• YOUR TASK: Write out all the lines again, precisely as they stand, but without the images.

Named-object pointing records
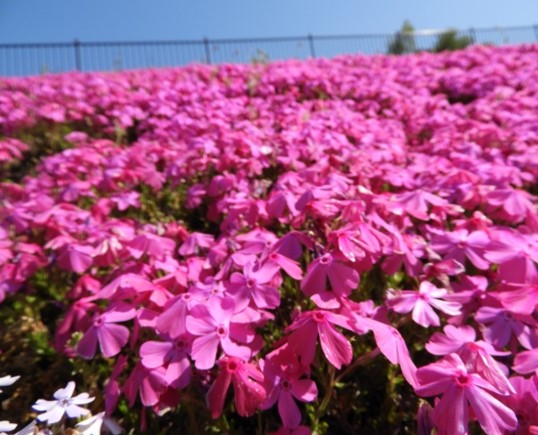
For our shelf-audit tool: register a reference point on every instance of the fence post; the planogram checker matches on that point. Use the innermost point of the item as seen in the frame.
(207, 52)
(472, 32)
(78, 63)
(311, 44)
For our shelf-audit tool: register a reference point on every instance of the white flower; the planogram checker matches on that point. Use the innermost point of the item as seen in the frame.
(54, 410)
(6, 426)
(8, 380)
(92, 425)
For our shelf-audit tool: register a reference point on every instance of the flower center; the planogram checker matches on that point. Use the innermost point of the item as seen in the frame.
(319, 316)
(221, 331)
(98, 321)
(462, 379)
(325, 259)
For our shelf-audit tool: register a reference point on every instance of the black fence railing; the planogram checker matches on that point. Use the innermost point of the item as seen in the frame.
(31, 59)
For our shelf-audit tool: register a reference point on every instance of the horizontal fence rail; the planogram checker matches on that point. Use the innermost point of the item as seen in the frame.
(32, 59)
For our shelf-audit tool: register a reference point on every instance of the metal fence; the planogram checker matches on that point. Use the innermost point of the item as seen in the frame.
(30, 59)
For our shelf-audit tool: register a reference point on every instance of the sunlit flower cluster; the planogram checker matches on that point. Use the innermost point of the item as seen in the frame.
(268, 229)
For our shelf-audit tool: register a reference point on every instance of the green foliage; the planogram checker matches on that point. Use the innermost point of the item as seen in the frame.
(449, 41)
(404, 41)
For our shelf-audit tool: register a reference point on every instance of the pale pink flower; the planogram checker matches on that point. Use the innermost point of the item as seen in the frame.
(421, 302)
(54, 410)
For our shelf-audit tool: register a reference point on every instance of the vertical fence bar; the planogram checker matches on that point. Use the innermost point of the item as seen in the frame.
(78, 61)
(311, 44)
(207, 51)
(472, 32)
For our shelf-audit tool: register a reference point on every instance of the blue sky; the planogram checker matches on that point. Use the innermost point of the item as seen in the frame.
(115, 20)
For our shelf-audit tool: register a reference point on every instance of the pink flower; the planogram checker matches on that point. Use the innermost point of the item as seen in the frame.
(247, 383)
(475, 354)
(285, 384)
(149, 384)
(311, 324)
(461, 244)
(111, 337)
(501, 326)
(421, 304)
(391, 344)
(172, 355)
(459, 389)
(76, 258)
(343, 278)
(213, 325)
(54, 410)
(252, 284)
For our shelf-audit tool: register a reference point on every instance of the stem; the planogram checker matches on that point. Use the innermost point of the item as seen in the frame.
(328, 393)
(363, 359)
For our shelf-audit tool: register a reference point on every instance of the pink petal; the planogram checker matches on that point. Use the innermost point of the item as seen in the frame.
(305, 390)
(493, 416)
(88, 344)
(288, 410)
(204, 351)
(335, 346)
(112, 338)
(202, 326)
(451, 413)
(154, 353)
(217, 393)
(424, 315)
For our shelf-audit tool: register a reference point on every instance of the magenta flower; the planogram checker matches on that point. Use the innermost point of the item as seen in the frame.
(247, 383)
(213, 325)
(526, 361)
(475, 354)
(285, 384)
(173, 318)
(149, 384)
(501, 326)
(343, 278)
(311, 324)
(459, 389)
(76, 258)
(421, 304)
(391, 344)
(111, 337)
(253, 285)
(173, 355)
(461, 244)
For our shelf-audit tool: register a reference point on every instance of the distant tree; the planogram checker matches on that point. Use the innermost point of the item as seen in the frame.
(450, 40)
(404, 41)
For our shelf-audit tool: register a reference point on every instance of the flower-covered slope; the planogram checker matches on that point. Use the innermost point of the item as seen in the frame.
(274, 230)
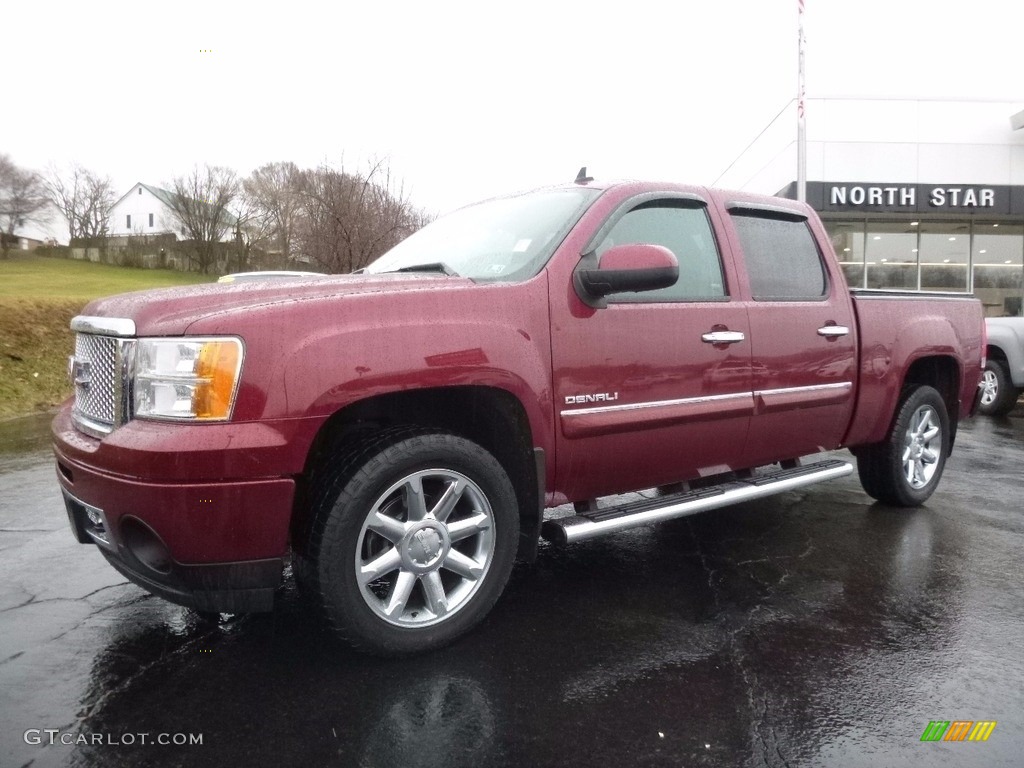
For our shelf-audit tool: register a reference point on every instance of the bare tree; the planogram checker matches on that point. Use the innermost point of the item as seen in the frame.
(272, 195)
(200, 202)
(85, 200)
(350, 219)
(23, 199)
(253, 226)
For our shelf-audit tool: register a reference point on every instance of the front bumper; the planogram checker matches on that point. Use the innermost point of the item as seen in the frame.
(213, 545)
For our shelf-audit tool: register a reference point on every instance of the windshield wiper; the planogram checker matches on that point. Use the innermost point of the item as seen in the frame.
(433, 266)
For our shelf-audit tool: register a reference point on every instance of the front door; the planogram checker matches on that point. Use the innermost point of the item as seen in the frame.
(655, 387)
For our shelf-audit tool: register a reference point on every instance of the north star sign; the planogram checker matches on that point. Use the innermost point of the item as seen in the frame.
(906, 197)
(864, 197)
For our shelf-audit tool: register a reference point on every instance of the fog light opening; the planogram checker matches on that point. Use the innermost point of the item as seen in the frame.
(145, 545)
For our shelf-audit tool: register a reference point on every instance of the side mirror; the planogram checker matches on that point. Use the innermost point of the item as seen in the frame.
(627, 268)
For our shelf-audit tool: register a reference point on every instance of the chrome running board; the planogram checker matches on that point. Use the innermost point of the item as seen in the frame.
(599, 522)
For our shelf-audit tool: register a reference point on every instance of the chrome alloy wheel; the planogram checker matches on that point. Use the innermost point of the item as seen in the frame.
(425, 548)
(922, 446)
(989, 387)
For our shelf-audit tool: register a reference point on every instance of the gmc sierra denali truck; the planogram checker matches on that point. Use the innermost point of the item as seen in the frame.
(397, 434)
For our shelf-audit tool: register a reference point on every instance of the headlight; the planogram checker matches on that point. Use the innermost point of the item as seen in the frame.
(188, 379)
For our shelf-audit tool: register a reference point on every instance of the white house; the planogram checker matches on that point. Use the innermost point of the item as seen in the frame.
(147, 210)
(144, 210)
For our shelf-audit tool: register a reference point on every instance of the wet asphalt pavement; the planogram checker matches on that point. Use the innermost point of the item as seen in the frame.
(812, 629)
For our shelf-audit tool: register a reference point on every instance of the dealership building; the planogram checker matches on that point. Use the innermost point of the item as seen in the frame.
(915, 195)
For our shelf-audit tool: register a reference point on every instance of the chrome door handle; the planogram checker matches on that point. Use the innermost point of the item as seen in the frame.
(722, 337)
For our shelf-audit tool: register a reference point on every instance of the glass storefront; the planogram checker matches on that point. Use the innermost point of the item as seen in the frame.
(981, 257)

• REPLY TO THE TASK:
For our shelf-audit tool: register a reference point on every instance of the fence post; the planogram checker matches on that point. Use the innermost point of the item as seen in the frame.
(207, 52)
(472, 32)
(78, 63)
(311, 44)
For our shelf-audit tool: register a reference point on every instance of the white flower; the planogram checker matches on that point. Use the innermost point of the item as seen in the frame.
(54, 410)
(6, 426)
(8, 380)
(92, 425)
For our shelf-audit tool: register a reference point on every instance of the flower center; the planogram checker matches on that point. Use the innermost point of the item as seen in the frame.
(319, 316)
(221, 331)
(98, 321)
(462, 379)
(325, 259)
For our shelf-audit tool: register a reference point on every instance of the black fence railing; the planogram checker matches on that point. Use the innermost point of the item as seen in the frame.
(31, 59)
For our shelf-audit tool: register a reference point on every instance of the horizontal fence rail; the planogram checker matches on that point. Use the innermost point of the item as seen in the frame.
(32, 59)
For our shelf-audit tool: register a reference point on every instance of the metal fence; the planogram checker matches on that point. Use the innermost point of the item as seen in the frame.
(30, 59)
For our shelf-audit tool: register a reference point on every instance of the sunlit flower cluster; the planogram checker matches on that point. Use the innermost point of the item as seen in the frame.
(268, 229)
For our shelf-audit tool: register a reference point on every instance of the green foliage; the planogram checker matches on that point. Use the innermost point of the item as seen in the frame.
(449, 41)
(404, 41)
For our shelf-audit tool: register a reference point on every instance of the pale pink flower; the planogram checker matches on that point. Use the innermost point of the item as seen in the frame.
(421, 302)
(54, 410)
For our shelf-audit tool: register a reference point on every instance of the vertical fence bar; the planogram checker matches on that point. Use the innermost point of the item as seen in the frame.
(78, 61)
(311, 44)
(207, 51)
(472, 32)
For our shelf-audit tool: register a reference point on every instance of the blue sky; the planogram checker matches on that point. Use the innermost point of the item as seen in the frame.
(115, 20)
For our shelf-audit tool: register a reference point on every instance of the pink flower; the planogram checker matches on that point. Use the innermost point of the item as seen in the frame.
(247, 383)
(475, 354)
(285, 384)
(149, 384)
(311, 324)
(461, 244)
(111, 337)
(501, 326)
(421, 304)
(391, 344)
(172, 355)
(459, 389)
(76, 258)
(343, 278)
(213, 325)
(54, 410)
(252, 284)
For our shelf-audit tool: register a reference point on every instance of the stem; the planogram checker matches on that point. Use the innermost point of the item as seen in the frame.
(328, 393)
(363, 359)
For our shelf-audit tool: register a reference point on every instance of the pink petal; the planogram checker matches on that point. Use the innermost point of the item as seen in the frame.
(305, 390)
(493, 416)
(88, 344)
(288, 410)
(204, 351)
(335, 346)
(112, 338)
(202, 326)
(451, 413)
(154, 353)
(217, 393)
(424, 315)
For our shelf-audit tool: register a reference point on every instance of the magenta flower; the planogram checker matches on that point. Use the innermost point of the item as seen in the frame.
(247, 383)
(213, 325)
(526, 361)
(475, 354)
(285, 384)
(173, 318)
(149, 384)
(501, 326)
(343, 278)
(311, 324)
(459, 389)
(76, 258)
(421, 304)
(391, 344)
(111, 337)
(253, 285)
(173, 355)
(461, 244)
For our shelf-audit tool: register a reference point on every instance of the distant tree; the planogram checker matches on that point. Use the innermost point of the item as seen in the frame.
(450, 40)
(404, 41)
For our shelf-audit tool: register a reference point on every instance of the flower-covered slope; the planogram checker matches on that point. Use the innermost point of the item as seen in the frame.
(274, 230)
For our shelf-audit tool: register a reference point on every instance of the bare tree; the planogram checker matches on that point. Use the innermost point of the item as seen in the frame.
(272, 195)
(200, 202)
(85, 200)
(350, 219)
(23, 199)
(253, 226)
For our shelf-audit tool: register a reference point on every instance of the front bumper; the planogram checker matches on that point. Use the innermost point of the item as seen in the frame.
(213, 545)
For our shelf-audit tool: register a reference point on every instance of the windshield wiper; the planogram checker matches on that point. Use the innermost point of the item as seen in the frame.
(433, 266)
For our shelf-audit tool: register a reference point on every instance of the front door; the planogram checker matches on that point. Use the innermost point of the item as seen in the frame.
(655, 387)
For our shelf-audit tool: register a reference point on every instance of the north star sign; the planogram checker matches on that point. Use the innermost point of the item as seen in the frame.
(906, 197)
(864, 197)
For our shelf-audit tool: register a reference point on every instance of the fog light opening; the planogram checker matches on that point. Use the innermost point of the item as seen in the frame.
(145, 545)
For our shelf-audit tool: register a reference point on every instance of the side mirror; the planogram checker matches on that point. Use the innermost point of the item as seen in the frame.
(627, 268)
For our shelf-audit tool: register a reference point on every instance of the chrome running board; the planogram checker matches on that point. Use the innermost point of the item as seen in the frame.
(599, 522)
For our shelf-audit tool: register a reference point on every instance of the chrome alloy wheel; the planogram checker matches on that point. Use the innermost point of the item as seen in the frame.
(425, 548)
(922, 446)
(989, 387)
For our shelf-audit tool: register a reference point on every instance of the gmc sierra denali truck; the planogram checker matches on that point. Use the innermost point of the item as seen in the frame.
(397, 434)
For our shelf-audit tool: register a reference point on every instance of the headlight; the planogram checker matches on that point. Use the innermost point of the item as seen in the frame.
(188, 379)
For our shelf-audit tool: register a reference point on every instance of the white house; the planogram checker matches on that point. Use the innermost point of the item as seen in the frame.
(147, 210)
(144, 210)
For our shelf-audit tool: register a reference point on every instance of the wet asphalt pavement; the planogram checker matches on that point. Use the innermost point of the item as seen in the frame.
(812, 629)
For our shelf-audit tool: register a reference point on every instance of the dealership building; the planogram checker matches on that point. Use the innermost point of the item as seen in the frame.
(915, 195)
For our shelf-audit tool: register a reference point on every instance of the chrome door handle; the planogram checker matches on that point. Use the innermost point of the item as seen in the frame.
(722, 337)
For our shelf-audit tool: register a reference point on every instance of the glass storefront; the planogram checker matches on that point. Use the innermost point of the item as seen in the frame.
(981, 257)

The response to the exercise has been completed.